Given exercise: Reproduce every one of the rows below verbatim, line for line.

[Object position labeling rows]
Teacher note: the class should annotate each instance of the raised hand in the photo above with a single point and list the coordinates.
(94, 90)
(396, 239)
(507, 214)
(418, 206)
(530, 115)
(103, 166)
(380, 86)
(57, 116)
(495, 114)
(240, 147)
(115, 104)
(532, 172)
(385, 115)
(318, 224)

Problem solution:
Teacher note: the class should annotate each instance of the raised hand in the photo above with a single point and list the coordinates.
(94, 90)
(396, 239)
(507, 214)
(418, 206)
(530, 115)
(103, 166)
(380, 86)
(57, 116)
(495, 114)
(240, 147)
(115, 104)
(532, 172)
(385, 115)
(318, 224)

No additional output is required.